REQUIRED ACTION |
Below are the records; restate all of them exactly.

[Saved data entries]
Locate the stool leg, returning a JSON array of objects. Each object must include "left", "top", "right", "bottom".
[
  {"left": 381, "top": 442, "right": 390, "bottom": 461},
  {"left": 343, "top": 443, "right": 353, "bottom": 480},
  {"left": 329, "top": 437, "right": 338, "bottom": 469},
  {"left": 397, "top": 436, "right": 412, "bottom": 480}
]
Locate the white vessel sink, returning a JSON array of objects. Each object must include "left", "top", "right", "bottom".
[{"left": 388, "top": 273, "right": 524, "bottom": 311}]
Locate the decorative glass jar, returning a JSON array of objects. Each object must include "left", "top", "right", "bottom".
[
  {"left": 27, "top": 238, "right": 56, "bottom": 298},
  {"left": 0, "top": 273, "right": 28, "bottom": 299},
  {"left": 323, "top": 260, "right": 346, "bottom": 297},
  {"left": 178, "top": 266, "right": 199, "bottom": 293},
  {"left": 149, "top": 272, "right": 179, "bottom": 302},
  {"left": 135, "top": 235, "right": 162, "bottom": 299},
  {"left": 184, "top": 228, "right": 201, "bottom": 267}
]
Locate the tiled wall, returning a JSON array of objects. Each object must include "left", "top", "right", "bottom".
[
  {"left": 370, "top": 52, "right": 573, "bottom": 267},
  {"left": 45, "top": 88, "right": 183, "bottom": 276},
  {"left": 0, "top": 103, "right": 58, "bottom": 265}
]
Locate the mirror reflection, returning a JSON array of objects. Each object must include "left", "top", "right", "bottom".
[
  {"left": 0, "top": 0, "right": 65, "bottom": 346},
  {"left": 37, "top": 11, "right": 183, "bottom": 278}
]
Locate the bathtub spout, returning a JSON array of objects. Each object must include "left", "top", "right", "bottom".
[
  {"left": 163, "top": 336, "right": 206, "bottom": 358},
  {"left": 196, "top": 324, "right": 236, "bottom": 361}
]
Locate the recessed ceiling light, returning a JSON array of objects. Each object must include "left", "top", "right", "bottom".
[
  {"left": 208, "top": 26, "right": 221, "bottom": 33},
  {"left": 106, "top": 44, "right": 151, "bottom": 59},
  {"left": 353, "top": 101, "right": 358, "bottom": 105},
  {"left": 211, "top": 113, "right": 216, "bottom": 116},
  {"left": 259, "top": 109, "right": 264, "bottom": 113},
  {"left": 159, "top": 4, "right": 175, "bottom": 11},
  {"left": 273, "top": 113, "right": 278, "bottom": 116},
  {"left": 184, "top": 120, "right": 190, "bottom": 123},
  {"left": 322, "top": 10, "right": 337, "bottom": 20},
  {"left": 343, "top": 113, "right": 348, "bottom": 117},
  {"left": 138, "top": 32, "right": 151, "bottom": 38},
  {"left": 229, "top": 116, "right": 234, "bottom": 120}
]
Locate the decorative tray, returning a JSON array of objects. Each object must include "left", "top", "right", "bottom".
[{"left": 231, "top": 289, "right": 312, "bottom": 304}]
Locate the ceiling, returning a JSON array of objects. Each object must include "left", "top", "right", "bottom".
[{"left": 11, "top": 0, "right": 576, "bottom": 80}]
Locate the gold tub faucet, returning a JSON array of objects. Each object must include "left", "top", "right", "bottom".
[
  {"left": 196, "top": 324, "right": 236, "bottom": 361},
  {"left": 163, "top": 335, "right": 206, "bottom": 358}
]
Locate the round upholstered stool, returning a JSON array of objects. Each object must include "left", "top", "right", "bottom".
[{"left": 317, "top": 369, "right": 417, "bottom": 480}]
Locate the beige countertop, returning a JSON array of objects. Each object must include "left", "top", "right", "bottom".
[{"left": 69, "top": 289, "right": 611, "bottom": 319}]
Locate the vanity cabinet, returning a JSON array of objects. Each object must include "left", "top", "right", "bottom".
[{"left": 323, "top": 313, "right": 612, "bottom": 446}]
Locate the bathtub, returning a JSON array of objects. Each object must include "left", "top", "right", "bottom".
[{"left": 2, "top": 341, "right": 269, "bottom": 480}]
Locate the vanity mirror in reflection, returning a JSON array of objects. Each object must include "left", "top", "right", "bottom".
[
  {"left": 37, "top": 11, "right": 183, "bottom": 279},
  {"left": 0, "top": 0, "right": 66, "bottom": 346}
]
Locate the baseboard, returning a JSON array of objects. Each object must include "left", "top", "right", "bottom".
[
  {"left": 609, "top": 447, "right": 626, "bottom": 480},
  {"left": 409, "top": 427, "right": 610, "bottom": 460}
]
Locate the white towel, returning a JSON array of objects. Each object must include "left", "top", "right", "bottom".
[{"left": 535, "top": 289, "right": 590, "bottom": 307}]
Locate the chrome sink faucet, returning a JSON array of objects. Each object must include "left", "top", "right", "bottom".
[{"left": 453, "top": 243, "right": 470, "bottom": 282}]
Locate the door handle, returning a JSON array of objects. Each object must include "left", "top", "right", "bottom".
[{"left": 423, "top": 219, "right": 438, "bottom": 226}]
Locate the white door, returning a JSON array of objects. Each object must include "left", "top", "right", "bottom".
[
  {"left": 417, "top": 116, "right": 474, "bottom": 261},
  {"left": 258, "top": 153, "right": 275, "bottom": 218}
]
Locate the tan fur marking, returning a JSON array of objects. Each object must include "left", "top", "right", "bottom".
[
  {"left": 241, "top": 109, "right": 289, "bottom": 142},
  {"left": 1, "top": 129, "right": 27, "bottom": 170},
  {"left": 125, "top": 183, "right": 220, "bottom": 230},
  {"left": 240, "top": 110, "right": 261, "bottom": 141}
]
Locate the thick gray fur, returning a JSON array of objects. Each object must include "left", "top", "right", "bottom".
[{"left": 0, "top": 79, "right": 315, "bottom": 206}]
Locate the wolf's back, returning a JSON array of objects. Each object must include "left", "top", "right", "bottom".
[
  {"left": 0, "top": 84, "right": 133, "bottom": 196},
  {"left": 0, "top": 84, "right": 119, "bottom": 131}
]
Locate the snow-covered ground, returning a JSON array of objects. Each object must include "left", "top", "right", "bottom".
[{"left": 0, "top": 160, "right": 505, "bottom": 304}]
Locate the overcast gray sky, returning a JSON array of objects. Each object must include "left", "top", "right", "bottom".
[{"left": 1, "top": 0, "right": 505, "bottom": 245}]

EXERCISE OUTPUT |
Locate the stool leg, returning a JSON array of objects. Each object must include "left", "top", "right", "bottom".
[
  {"left": 381, "top": 442, "right": 390, "bottom": 461},
  {"left": 343, "top": 443, "right": 353, "bottom": 480},
  {"left": 329, "top": 437, "right": 338, "bottom": 469},
  {"left": 397, "top": 436, "right": 412, "bottom": 480}
]
Locate the white vessel sink, returning a JSON array of objects. Each object must include "left", "top", "right", "bottom".
[{"left": 388, "top": 273, "right": 524, "bottom": 311}]
Locate the decorative glass jar, returning a JSON array of objects. Each object must include "left", "top", "right", "bottom".
[
  {"left": 27, "top": 238, "right": 56, "bottom": 298},
  {"left": 0, "top": 273, "right": 28, "bottom": 299},
  {"left": 323, "top": 260, "right": 346, "bottom": 297},
  {"left": 178, "top": 266, "right": 199, "bottom": 293},
  {"left": 149, "top": 272, "right": 179, "bottom": 302},
  {"left": 135, "top": 235, "right": 162, "bottom": 299},
  {"left": 184, "top": 228, "right": 201, "bottom": 267}
]
Locate the tiled wall, returning a JSON array of objects. Each object must include "left", "top", "right", "bottom".
[
  {"left": 370, "top": 52, "right": 573, "bottom": 267},
  {"left": 45, "top": 88, "right": 183, "bottom": 276},
  {"left": 0, "top": 103, "right": 58, "bottom": 265}
]
Locate the mirror reflection, returning a JSON array of objects. Each object must include "left", "top", "right", "bottom".
[
  {"left": 0, "top": 0, "right": 65, "bottom": 346},
  {"left": 37, "top": 11, "right": 183, "bottom": 278}
]
Locate the bathtub spout, returning a JSON array of objects. Each object must include "left", "top", "right", "bottom".
[
  {"left": 163, "top": 336, "right": 206, "bottom": 358},
  {"left": 196, "top": 324, "right": 236, "bottom": 361}
]
Locate the recessed ceiling light, returning a JSON array of objects. Each object must include "left", "top", "right", "bottom".
[
  {"left": 208, "top": 26, "right": 221, "bottom": 33},
  {"left": 106, "top": 44, "right": 151, "bottom": 59},
  {"left": 353, "top": 101, "right": 358, "bottom": 105},
  {"left": 211, "top": 113, "right": 216, "bottom": 116},
  {"left": 259, "top": 109, "right": 264, "bottom": 113},
  {"left": 159, "top": 4, "right": 175, "bottom": 11},
  {"left": 273, "top": 113, "right": 278, "bottom": 116},
  {"left": 184, "top": 120, "right": 190, "bottom": 123},
  {"left": 322, "top": 10, "right": 337, "bottom": 20},
  {"left": 343, "top": 113, "right": 348, "bottom": 117},
  {"left": 138, "top": 32, "right": 151, "bottom": 38},
  {"left": 229, "top": 116, "right": 234, "bottom": 120}
]
Locate the decorative tray, returning a JSON array of objects. Each object must include "left", "top", "right", "bottom".
[{"left": 231, "top": 289, "right": 312, "bottom": 304}]
Locate the ceiling, returning a JSON array of objects. Each object must include "left", "top", "right", "bottom".
[{"left": 11, "top": 0, "right": 576, "bottom": 80}]
Locate the gold tub faucet, returning a JSON array of objects. Each object must include "left", "top", "right", "bottom".
[
  {"left": 196, "top": 324, "right": 236, "bottom": 361},
  {"left": 163, "top": 335, "right": 206, "bottom": 358}
]
Locate the round upholstered stool, returning a JSON array of objects. Each object must include "left", "top", "right", "bottom".
[{"left": 317, "top": 369, "right": 417, "bottom": 480}]
Locate the beige countertop, returning a JSON array of objects. Each object must include "left", "top", "right", "bottom".
[{"left": 69, "top": 289, "right": 611, "bottom": 319}]
Locate the vanity cabinet, returning a JSON array of objects. Each object must include "left", "top", "right", "bottom".
[{"left": 323, "top": 313, "right": 612, "bottom": 446}]
Locate the bathtub, returning a JSON array of objects. Each object must include "left", "top", "right", "bottom".
[{"left": 2, "top": 341, "right": 269, "bottom": 480}]
Locate the vanity mirror in reflection, returning a JSON array of objects. Each object must include "left", "top", "right", "bottom".
[
  {"left": 37, "top": 11, "right": 183, "bottom": 279},
  {"left": 0, "top": 0, "right": 66, "bottom": 346}
]
Locate the baseboard, returning a JSON array of objects. Each object must include "left", "top", "right", "bottom".
[
  {"left": 609, "top": 447, "right": 626, "bottom": 480},
  {"left": 409, "top": 427, "right": 610, "bottom": 460}
]
Locate the white towel, returning a JSON array of objects. Each object must include "left", "top", "right", "bottom".
[{"left": 535, "top": 289, "right": 590, "bottom": 307}]
Locate the chrome sink faucet, returning a JSON array of objects. Each object must include "left", "top", "right", "bottom".
[{"left": 453, "top": 243, "right": 470, "bottom": 282}]
Locate the door handle, returning a JSON array of objects. Each object must include "left", "top", "right", "bottom".
[{"left": 423, "top": 219, "right": 438, "bottom": 226}]
Locate the white door, returning a JSON array of objects. Each object must include "left", "top", "right", "bottom".
[
  {"left": 417, "top": 116, "right": 474, "bottom": 261},
  {"left": 258, "top": 153, "right": 275, "bottom": 218}
]
Locate the tan fur marking, returning a JSON array of objects. Each object must include "left", "top", "right", "bottom".
[
  {"left": 241, "top": 109, "right": 289, "bottom": 142},
  {"left": 1, "top": 129, "right": 27, "bottom": 170},
  {"left": 125, "top": 183, "right": 220, "bottom": 230},
  {"left": 240, "top": 110, "right": 261, "bottom": 141}
]
Locate the thick gray fur, returning a JSON array of objects. Each object must include "left", "top", "right", "bottom".
[{"left": 0, "top": 79, "right": 315, "bottom": 206}]
Locate the wolf's back, returning a JSON array of objects. Each object must include "left", "top", "right", "bottom".
[
  {"left": 0, "top": 84, "right": 133, "bottom": 196},
  {"left": 0, "top": 84, "right": 119, "bottom": 131}
]
Locate the snow-covered ground, returning a JSON array of objects. Each object must include "left", "top", "right", "bottom".
[{"left": 0, "top": 160, "right": 505, "bottom": 304}]
Locate the overcast gray sky, returning a JSON array of objects. Each object must include "left", "top", "right", "bottom".
[{"left": 1, "top": 0, "right": 505, "bottom": 245}]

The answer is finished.